◆ **Brano scelto**
La sua squadra negli scorsi play-off aveva dato del gran filo da torcere ai futuri campioni dei Los Angeles Lakers, e ovviamente Carmelo e compagni quest'anno sono partiti come i principali contendenti ad Ovest della squadra giallo-viola.
Nel maggio scorso la serie finì 4-2, con una gara-5 giocata a Los Angeles che si rivelerà come una partita molto equilibrata. E' in quella sfida che le sorti della stagione sono cambiate per entrambe le squadre: i Lakers vinsero 103- 94 grazie ad un ultimo quarto pressochè perfetto, cui seguirà una gara-6 senza storia che darà ai giallo-viola la possibilità di giocare (e vincere) le Finals.
E i Denver Nuggets? Pur perdenti non uscirono affatto ridimensionati da quella sconfitta, anzi. Si capì subito che quella squadra, guidata da Anthony ma anche da Billups, Martin, Nenè ed altri, sarebbe stata una delle contendenti per la vittoria finale nell'anno a venire.
Arriviamo così a questa stagione, ad un attuale secondo posto nella Western Conference con un record che recita 45 vittorie e 21 sconfitte. La situazione è molto equilibrata, così come i rapporti di forza tra le varie squadre, ma l'impressione è che i ragazzi guidati da coach George Karl non avranno grossi problemi a finire la regular season in uno dei primi quattro posti della classifica.
La domanda che tutti si pongono è: può Denver arrivare al titolo? Volendo dare una risposta secca diremmo "Sì, ma con riserva"…nel senso che i giocatori presenti nel roster sono validissimi, la squadra è organizzata bene ma per ora ci sono avversari che sembrano leggermente più attrezzati, in particolar modo i Lakers e, nella costa Est, i Cleveland Cavaliers e gli Orlando Magic.
Prendiamo la situazione della Western Conference di questa stagione, per esempio, e confrontiamola con quella della stagione scorsa. Nel 2008/2009 i Nuggets rappresentavano l'unica alternativa credibile ai Lakers, e la loro superiorità nei confronti degli altri team della costa Ovest era netta.

◆ **Dati forniti**
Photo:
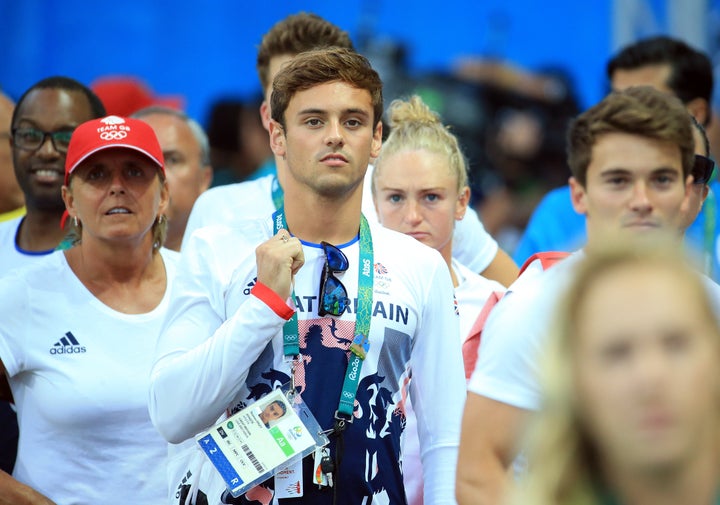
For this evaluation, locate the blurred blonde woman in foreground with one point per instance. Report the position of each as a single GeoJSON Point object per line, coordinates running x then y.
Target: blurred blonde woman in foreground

◆ **Le consegne**
a - Elenca tutte le squadre che il brano sui Nuggets cita per nome.
b - Ricopia dal brano sui Nuggets il tratto compreso tra "Nel maggio scorso" e "vincere) le Finals.", estremi inclusi.
Le righe non hanno alcun legame con il brano.

◆ **Risposte scritte**
a - Los Angeles Lakers, Denver Nuggets, Cleveland Cavaliers, Orlando Magic

b -
Nel maggio scorso la serie finì 4-2, con una gara-5 giocata a Los Angeles che si rivelerà come una partita molto equilibrata. E' in quella sfida che le sorti della stagione sono cambiate per entrambe le squadre: i Lakers vinsero 103- 94 grazie ad un ultimo quarto pressochè perfetto, cui seguirà una gara-6 senza storia che darà ai giallo-viola la possibilità di giocare (e vincere) le Finals.